Segment Open
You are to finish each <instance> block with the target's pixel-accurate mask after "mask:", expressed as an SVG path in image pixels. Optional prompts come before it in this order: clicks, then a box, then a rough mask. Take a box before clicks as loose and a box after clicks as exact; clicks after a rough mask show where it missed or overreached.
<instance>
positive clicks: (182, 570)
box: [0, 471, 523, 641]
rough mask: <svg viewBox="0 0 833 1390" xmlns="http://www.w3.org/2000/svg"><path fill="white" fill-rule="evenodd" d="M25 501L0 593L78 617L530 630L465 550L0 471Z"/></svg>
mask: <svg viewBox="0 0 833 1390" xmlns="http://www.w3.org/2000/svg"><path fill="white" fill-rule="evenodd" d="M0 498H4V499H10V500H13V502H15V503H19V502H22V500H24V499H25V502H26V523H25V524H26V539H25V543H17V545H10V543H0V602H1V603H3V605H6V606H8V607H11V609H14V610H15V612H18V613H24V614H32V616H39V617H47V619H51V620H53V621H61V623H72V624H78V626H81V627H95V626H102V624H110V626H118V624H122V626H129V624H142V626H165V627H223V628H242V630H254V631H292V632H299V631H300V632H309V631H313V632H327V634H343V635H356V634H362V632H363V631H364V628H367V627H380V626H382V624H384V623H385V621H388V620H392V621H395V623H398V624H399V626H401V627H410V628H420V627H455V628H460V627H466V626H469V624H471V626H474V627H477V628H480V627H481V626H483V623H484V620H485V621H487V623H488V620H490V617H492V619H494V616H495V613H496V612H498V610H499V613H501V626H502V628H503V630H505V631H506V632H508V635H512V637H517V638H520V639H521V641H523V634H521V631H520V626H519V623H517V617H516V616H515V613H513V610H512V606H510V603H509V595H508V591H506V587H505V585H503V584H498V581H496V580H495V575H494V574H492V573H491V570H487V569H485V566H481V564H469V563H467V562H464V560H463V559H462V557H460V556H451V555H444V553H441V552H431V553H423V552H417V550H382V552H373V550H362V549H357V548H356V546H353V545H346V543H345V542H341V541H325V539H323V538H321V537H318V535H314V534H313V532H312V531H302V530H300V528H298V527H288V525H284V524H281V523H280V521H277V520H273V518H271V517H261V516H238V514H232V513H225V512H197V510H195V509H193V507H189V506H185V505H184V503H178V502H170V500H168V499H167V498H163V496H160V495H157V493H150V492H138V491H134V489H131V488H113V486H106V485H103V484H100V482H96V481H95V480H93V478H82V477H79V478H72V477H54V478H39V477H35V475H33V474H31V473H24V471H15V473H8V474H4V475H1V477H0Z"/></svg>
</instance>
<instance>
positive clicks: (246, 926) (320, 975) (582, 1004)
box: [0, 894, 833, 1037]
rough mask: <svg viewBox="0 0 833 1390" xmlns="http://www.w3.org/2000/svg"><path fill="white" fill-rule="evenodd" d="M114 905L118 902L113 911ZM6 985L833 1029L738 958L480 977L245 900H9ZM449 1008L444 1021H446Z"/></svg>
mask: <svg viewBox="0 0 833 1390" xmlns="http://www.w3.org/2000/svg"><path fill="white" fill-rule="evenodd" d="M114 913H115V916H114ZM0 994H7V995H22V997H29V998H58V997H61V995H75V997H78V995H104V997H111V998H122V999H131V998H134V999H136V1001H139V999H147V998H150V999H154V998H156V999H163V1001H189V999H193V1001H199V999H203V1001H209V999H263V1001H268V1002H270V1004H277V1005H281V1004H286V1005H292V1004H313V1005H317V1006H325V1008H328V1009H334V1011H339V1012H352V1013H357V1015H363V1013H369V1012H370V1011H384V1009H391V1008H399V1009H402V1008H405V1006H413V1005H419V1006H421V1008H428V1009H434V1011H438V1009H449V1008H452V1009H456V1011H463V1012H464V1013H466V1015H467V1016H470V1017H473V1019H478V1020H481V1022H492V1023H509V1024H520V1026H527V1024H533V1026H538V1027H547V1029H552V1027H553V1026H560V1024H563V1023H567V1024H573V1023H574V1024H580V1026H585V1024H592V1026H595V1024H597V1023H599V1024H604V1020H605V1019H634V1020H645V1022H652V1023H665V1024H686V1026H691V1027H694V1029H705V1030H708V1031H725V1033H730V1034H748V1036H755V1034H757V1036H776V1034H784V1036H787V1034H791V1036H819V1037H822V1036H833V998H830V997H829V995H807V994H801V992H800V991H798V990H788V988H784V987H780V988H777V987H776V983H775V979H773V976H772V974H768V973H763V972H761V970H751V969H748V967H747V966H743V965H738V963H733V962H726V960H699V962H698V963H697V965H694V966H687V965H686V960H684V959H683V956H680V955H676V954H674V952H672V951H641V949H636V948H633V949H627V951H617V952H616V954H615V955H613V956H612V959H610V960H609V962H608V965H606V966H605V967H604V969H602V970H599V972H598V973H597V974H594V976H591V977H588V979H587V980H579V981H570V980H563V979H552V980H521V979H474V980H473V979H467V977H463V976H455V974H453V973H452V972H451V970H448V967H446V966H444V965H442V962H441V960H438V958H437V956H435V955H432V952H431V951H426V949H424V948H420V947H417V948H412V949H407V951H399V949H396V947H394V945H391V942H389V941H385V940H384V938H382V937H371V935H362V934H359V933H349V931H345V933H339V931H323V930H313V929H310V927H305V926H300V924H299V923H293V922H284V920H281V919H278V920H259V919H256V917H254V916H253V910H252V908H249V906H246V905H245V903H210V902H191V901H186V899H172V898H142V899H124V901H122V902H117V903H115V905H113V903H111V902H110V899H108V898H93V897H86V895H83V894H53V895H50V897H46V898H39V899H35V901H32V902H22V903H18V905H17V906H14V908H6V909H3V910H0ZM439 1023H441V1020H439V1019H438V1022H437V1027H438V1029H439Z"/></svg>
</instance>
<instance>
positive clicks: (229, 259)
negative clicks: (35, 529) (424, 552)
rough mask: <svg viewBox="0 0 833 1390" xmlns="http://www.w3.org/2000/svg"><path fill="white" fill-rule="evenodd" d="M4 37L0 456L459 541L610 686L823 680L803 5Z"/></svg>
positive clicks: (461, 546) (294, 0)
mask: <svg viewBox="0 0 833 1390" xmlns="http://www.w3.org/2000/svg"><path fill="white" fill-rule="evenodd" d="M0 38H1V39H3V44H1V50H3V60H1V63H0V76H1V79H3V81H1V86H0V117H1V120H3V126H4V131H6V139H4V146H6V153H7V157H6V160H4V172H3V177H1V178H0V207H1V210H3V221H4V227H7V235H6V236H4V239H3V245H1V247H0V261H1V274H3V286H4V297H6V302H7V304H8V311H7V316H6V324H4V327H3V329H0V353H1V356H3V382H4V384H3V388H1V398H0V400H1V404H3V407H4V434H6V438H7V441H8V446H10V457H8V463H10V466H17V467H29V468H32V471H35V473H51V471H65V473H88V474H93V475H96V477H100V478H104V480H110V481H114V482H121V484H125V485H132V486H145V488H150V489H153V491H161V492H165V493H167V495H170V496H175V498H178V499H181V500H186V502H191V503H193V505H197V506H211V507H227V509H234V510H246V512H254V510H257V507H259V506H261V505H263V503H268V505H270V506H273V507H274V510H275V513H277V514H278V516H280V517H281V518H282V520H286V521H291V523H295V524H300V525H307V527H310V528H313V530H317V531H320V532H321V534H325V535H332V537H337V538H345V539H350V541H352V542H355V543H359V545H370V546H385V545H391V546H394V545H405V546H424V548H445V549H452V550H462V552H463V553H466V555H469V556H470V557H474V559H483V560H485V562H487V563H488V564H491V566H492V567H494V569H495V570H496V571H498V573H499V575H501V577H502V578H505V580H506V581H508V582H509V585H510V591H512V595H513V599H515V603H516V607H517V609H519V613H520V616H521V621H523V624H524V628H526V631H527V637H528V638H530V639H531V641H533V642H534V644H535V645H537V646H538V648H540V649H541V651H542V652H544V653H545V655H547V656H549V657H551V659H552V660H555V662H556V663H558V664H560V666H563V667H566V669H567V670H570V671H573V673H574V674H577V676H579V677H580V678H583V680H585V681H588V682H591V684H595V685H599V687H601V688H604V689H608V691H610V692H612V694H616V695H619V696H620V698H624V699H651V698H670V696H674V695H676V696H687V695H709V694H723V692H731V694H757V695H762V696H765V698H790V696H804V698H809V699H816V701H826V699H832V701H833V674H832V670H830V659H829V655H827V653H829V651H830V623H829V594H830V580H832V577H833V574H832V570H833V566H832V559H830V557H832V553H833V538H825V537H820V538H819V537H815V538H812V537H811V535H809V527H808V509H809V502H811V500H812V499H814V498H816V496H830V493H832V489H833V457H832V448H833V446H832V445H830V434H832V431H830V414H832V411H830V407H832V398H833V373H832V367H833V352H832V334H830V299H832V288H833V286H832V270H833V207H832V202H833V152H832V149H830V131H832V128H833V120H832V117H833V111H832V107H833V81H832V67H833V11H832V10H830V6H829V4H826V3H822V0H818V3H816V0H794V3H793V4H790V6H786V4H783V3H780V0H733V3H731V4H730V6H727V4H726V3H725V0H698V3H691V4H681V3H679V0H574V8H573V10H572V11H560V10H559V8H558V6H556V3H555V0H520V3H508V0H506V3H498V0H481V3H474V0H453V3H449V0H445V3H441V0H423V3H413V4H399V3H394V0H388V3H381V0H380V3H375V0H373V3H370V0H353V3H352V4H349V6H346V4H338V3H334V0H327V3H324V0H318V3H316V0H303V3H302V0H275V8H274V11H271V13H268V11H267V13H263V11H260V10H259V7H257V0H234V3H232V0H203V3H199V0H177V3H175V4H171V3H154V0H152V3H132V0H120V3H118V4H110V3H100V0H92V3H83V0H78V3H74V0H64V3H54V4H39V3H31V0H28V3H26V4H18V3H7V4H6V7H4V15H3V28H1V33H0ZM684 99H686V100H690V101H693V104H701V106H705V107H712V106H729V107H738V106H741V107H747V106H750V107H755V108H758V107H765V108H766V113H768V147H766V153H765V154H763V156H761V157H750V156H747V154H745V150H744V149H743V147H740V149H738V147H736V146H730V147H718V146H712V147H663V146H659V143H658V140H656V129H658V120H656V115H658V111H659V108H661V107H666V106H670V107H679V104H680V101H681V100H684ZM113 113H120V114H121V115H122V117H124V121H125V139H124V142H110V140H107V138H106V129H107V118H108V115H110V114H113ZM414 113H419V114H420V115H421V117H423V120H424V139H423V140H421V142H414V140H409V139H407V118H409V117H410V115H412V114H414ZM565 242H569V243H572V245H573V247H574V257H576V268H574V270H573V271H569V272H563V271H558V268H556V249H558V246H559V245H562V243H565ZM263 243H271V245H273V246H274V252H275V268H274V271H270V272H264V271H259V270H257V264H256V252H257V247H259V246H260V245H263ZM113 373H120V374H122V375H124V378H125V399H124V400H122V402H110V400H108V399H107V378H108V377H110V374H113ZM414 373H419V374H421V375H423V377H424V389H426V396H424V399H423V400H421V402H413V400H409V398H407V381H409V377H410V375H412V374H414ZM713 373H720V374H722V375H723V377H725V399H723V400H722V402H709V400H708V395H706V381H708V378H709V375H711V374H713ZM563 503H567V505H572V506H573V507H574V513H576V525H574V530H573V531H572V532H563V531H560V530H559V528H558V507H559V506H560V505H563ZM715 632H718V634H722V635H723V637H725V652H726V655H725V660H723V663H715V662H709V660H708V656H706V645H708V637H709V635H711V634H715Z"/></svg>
Segment Closed
Job:
Render the records as a JSON list of strings, one per line, starting at the first line of the records and ending at the line that contains "box: [0, 471, 523, 641]", both included, with blank lines left out.

Response:
[
  "You are to finish each <instance> block with the target's pixel-accurate mask after \"mask:\", expressed as an SVG path in image pixels. Optional prompts come before it in this order: clicks, then a box, then a rough mask. Take a box before clicks as loose and a box after clicks as exact; clicks after a rough mask show where it missed or overreached.",
  "<instance>",
  "positive clicks: (182, 570)",
  "box: [0, 471, 523, 641]"
]